* PASSAGE
****************************************
Would I do it again? Sure! I’d spent so long on “Pilgrim” and “Locust” sitting in a room by myself — it was fun to have two other people to kick things around with.

Q: I’m sure everyone’s asking you different versions of the rude question: Why did it take so long for you to write “Year of the Locust”? People have been excitedly anticipating it for years.

A: “Pilgrim” was a very difficult thing to write. I’ve never really spoken about it.

When I was 5, I moved to Australia with my mum and dad and my brother. We were a self-contained unit: There were no grandparents, no aunts and uncles, no cousins, no friends, nothing. My mother was not a psychologically well person, and my childhood was difficult. I escaped into reading and storytelling. It didn’t take long for me to decide I was going to be a writer. My aim was to write a well-acknowledged, highly popular [laughs] novel that I was proud of. Something that I felt was really, really good, or as good as I could make it. There were three other people who knew that, from my very earliest childhood: mum, dad and my brother.
****************************************
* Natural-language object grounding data
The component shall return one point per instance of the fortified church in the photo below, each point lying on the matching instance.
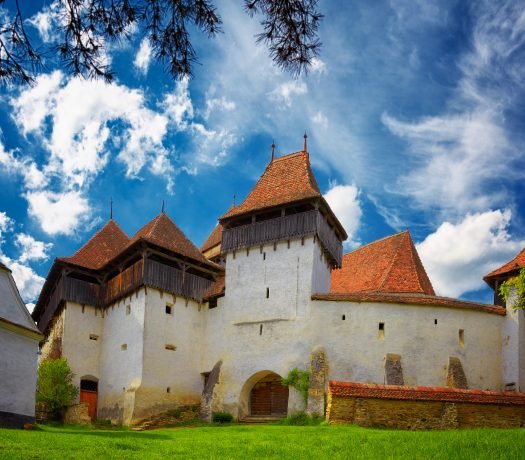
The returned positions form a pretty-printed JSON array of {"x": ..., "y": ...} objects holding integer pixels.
[{"x": 151, "y": 322}]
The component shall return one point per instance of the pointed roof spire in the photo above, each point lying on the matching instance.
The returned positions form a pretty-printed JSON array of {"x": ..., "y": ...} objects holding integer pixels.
[
  {"x": 305, "y": 138},
  {"x": 103, "y": 246}
]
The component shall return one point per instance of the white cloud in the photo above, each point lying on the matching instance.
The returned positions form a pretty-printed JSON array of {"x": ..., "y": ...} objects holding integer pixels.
[
  {"x": 58, "y": 213},
  {"x": 143, "y": 56},
  {"x": 177, "y": 105},
  {"x": 5, "y": 224},
  {"x": 318, "y": 66},
  {"x": 457, "y": 256},
  {"x": 454, "y": 157},
  {"x": 467, "y": 158},
  {"x": 344, "y": 201},
  {"x": 286, "y": 91},
  {"x": 31, "y": 249},
  {"x": 29, "y": 283},
  {"x": 219, "y": 104},
  {"x": 47, "y": 22},
  {"x": 320, "y": 119}
]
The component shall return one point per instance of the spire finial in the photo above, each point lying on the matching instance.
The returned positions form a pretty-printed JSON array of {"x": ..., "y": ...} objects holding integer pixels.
[{"x": 305, "y": 137}]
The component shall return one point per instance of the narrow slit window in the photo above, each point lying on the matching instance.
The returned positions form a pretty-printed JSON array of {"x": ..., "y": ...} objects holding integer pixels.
[{"x": 381, "y": 331}]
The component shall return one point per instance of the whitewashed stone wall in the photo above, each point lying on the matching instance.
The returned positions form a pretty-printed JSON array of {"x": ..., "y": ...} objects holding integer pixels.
[{"x": 18, "y": 370}]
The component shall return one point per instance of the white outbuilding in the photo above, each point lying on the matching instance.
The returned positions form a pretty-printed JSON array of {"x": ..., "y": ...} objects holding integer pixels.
[{"x": 19, "y": 338}]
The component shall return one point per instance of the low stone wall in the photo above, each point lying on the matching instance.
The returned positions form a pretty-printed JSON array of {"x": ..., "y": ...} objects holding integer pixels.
[{"x": 422, "y": 408}]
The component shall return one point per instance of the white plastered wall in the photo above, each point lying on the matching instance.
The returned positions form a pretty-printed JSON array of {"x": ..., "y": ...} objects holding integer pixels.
[
  {"x": 122, "y": 355},
  {"x": 18, "y": 372},
  {"x": 170, "y": 377}
]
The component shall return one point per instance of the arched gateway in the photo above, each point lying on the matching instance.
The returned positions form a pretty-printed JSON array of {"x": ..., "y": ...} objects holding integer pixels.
[{"x": 264, "y": 395}]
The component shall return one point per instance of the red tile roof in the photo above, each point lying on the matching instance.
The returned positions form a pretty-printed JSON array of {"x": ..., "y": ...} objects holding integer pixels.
[
  {"x": 410, "y": 299},
  {"x": 367, "y": 390},
  {"x": 103, "y": 246},
  {"x": 214, "y": 239},
  {"x": 216, "y": 289},
  {"x": 286, "y": 179},
  {"x": 162, "y": 232},
  {"x": 513, "y": 266},
  {"x": 391, "y": 264}
]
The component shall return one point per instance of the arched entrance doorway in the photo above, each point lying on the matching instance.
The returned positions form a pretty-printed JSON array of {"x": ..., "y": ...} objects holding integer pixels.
[
  {"x": 89, "y": 395},
  {"x": 268, "y": 397}
]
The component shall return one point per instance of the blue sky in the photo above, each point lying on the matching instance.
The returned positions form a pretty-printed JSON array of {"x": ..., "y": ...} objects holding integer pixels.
[{"x": 414, "y": 113}]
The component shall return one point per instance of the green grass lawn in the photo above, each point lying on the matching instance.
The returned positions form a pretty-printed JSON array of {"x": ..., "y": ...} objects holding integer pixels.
[{"x": 245, "y": 441}]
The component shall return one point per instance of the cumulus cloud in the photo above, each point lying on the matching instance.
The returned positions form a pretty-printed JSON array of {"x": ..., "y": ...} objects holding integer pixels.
[
  {"x": 458, "y": 255},
  {"x": 466, "y": 158},
  {"x": 286, "y": 92},
  {"x": 29, "y": 283},
  {"x": 143, "y": 56},
  {"x": 5, "y": 224},
  {"x": 31, "y": 249},
  {"x": 58, "y": 213},
  {"x": 344, "y": 201}
]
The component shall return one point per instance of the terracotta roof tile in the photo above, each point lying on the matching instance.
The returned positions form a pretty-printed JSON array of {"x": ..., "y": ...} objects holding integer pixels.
[
  {"x": 287, "y": 179},
  {"x": 391, "y": 264},
  {"x": 162, "y": 232},
  {"x": 216, "y": 290},
  {"x": 368, "y": 390},
  {"x": 214, "y": 239},
  {"x": 103, "y": 246},
  {"x": 409, "y": 298},
  {"x": 514, "y": 265}
]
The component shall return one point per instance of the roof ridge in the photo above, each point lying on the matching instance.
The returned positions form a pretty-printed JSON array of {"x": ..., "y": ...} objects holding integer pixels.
[
  {"x": 288, "y": 155},
  {"x": 375, "y": 241},
  {"x": 389, "y": 271}
]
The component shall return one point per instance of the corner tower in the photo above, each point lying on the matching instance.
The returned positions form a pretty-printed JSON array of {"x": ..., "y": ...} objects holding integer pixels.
[{"x": 281, "y": 242}]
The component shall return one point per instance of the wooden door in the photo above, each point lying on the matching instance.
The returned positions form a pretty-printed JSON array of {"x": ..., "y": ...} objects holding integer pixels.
[
  {"x": 90, "y": 397},
  {"x": 268, "y": 397}
]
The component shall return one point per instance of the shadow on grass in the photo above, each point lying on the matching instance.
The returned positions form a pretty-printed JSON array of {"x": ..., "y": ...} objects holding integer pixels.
[{"x": 108, "y": 433}]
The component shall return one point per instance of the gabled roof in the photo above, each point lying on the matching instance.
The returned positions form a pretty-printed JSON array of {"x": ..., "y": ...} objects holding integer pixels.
[
  {"x": 12, "y": 308},
  {"x": 103, "y": 246},
  {"x": 391, "y": 264},
  {"x": 513, "y": 266},
  {"x": 286, "y": 179},
  {"x": 214, "y": 239},
  {"x": 162, "y": 232}
]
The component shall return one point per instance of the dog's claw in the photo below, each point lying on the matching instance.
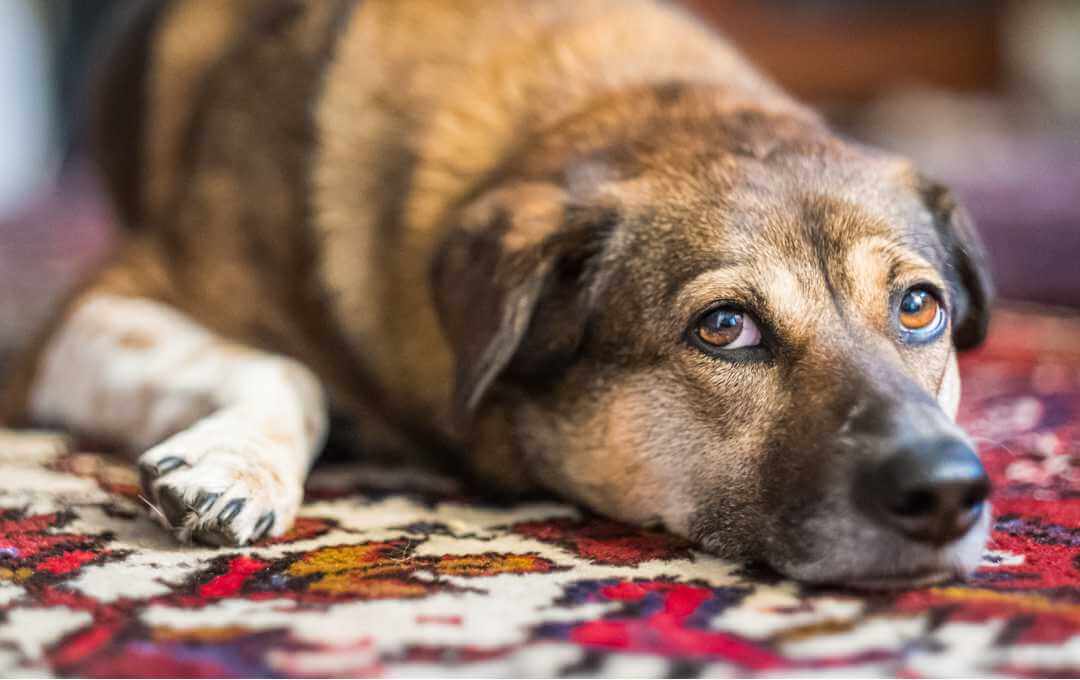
****************************************
* EXERCISE DESCRIPTION
Continue the interview about writing "Year of the Locust" from its last sentence.

* RESULT FOR THIS TASK
My life took many different turns, and I ended up working on “I Am Pilgrim.” Two-hundred pages into “Pilgrim” — too far in to abandon it, not far enough to see the end — my brother arrived at my house and told me he had cancer. Then five months later — I wouldn’t wish this on anybody — I was standing in the hospital corridor, and the doctors were telling me my father, who was quite elderly, had multiple organ failure. I had to ask them to turn the machines off. Six months later, my mother died.

But I couldn’t stop. I had a wife. We had four children within the space of six years. I had responsibilities. I never mourned; I didn’t have time. I just got up every morning, and I dug a ditch. And I finished it. I fulfilled some sort of dream, some kind of ambition: It was highly acknowledged around the world, and it became an international bestseller. But there was nobody there to share it with — nobody from the early days. It was just me.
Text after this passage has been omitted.